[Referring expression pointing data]
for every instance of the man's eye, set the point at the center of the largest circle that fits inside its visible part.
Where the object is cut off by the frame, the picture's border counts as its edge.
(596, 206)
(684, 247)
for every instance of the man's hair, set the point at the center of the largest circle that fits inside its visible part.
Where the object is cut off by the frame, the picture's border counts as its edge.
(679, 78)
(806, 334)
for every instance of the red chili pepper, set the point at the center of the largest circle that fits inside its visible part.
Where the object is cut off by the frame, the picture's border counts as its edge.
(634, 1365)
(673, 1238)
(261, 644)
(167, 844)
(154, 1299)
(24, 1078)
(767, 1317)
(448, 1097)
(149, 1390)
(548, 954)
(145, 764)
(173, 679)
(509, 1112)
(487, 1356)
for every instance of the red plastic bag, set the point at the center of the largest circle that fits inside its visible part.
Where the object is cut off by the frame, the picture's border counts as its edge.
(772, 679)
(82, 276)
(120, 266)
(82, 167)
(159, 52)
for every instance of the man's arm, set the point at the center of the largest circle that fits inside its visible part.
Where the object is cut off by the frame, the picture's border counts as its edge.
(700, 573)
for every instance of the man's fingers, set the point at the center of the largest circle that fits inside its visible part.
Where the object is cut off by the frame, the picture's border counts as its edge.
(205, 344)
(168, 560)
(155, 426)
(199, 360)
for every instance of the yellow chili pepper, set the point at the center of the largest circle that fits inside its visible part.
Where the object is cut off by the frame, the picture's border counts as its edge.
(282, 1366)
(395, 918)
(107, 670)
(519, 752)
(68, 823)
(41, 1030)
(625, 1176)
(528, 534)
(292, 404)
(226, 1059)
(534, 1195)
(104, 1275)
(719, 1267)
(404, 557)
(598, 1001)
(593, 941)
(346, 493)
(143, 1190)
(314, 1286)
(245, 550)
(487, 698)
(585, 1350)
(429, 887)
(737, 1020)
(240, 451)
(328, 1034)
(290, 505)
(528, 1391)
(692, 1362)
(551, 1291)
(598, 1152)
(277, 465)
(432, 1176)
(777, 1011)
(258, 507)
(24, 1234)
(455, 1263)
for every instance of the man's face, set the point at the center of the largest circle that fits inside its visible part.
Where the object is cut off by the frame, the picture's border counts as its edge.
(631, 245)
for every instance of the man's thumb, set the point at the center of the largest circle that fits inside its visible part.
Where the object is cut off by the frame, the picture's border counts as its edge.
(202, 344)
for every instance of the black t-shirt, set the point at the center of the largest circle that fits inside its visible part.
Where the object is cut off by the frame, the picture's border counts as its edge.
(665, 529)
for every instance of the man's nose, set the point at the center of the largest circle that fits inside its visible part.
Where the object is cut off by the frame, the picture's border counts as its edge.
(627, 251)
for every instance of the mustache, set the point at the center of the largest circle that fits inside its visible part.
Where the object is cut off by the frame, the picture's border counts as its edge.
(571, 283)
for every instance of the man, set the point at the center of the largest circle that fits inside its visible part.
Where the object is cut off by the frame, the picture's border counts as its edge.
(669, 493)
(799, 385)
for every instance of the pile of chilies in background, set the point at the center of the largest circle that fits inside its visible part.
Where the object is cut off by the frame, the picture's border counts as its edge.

» What is required
Give back the entries above precisely as they appear.

» Solution below
for every instance of the man's eye, set the point at the center of the largest circle that fits inside its visible part.
Where the object is cut off by the frame, the picture's border counts as its edge.
(596, 206)
(684, 247)
for every instance of the man's hair, set the point at the center of the largest circle that fits inside its visible part.
Where the object is cut off by the frame, the picture's border counts as its edge.
(679, 78)
(806, 334)
for every instance of the red chili pepper, set the point at the center of the largest circle that fits inside its visible part.
Where the object is cut off by the frame, the picture's border counts as its edge.
(634, 1365)
(673, 1238)
(261, 644)
(167, 844)
(154, 1299)
(24, 1078)
(767, 1317)
(448, 1097)
(149, 1390)
(548, 954)
(145, 764)
(173, 679)
(509, 1112)
(487, 1356)
for every instance of the red plastic bag, set the point at the center of the largest circle that fits inside its visible part.
Where the object is cut off by the frame, the picture's border counts as its edge.
(772, 679)
(82, 276)
(120, 266)
(82, 167)
(159, 52)
for every instance of the man's arm, set the point at the center of the largest circle that fits inside its visible part.
Where the object is cut off by the frame, the picture's border counts as its edge.
(700, 573)
for every instance of the man's fingers, set the point at the center of the largest circle that fits inside its visible part.
Where the object is cut off by the frame, the picture's border counts as its edge.
(205, 344)
(168, 560)
(155, 426)
(199, 360)
for every instance of the yellow chili pepper, set the point at the center of the largest circle that fits inside its visible part.
Where the object is cut off by the frame, the picture's border counts as its edge.
(282, 1366)
(395, 918)
(107, 670)
(519, 752)
(68, 823)
(41, 1030)
(625, 1176)
(528, 534)
(292, 404)
(226, 1059)
(534, 1195)
(104, 1275)
(719, 1267)
(404, 557)
(598, 1001)
(593, 941)
(346, 493)
(143, 1190)
(314, 1286)
(245, 550)
(487, 698)
(585, 1350)
(429, 887)
(737, 1020)
(240, 451)
(328, 1034)
(290, 505)
(528, 1391)
(692, 1362)
(551, 1291)
(598, 1152)
(277, 465)
(432, 1176)
(777, 1011)
(258, 507)
(24, 1234)
(455, 1263)
for every instance of the man's face, set the point at the center of the largest circle that fits inside its visible part.
Where the object is cut off by the frame, the picture's border counts as its edge.
(631, 245)
for every instance of the man's thumb, set the point at the center of the largest circle that fits inside its visible part.
Where the object is cut off by the frame, the picture's border counts as its edge.
(202, 344)
for every instance of the black t-shirt, set the point at the center of the largest circle that fits inside its visible part.
Where the object is cut off by the frame, the picture's border counts as its edge.
(665, 529)
for every instance of the man's nose, set the point at the center of the largest circle that fits inside its visible part.
Where the object is cut off by the frame, the picture's border counts as its edge.
(627, 251)
for every instance of the mustache, set the point at the center of the largest circle that fits inside its visible part.
Where the object is cut off by the frame, the picture's border counts as its edge.
(571, 283)
for every instance of the man, set the point at the center of the largest circle that fits inside its visible part.
Where the object is cut off by the frame, the picture's border counts as its edge.
(669, 493)
(799, 385)
for every instance of the pile of chilies in background, set the point at the center of the largest circle that fits inside its visible part.
Where the object is cut off by the frame, the picture's border counts as its edge.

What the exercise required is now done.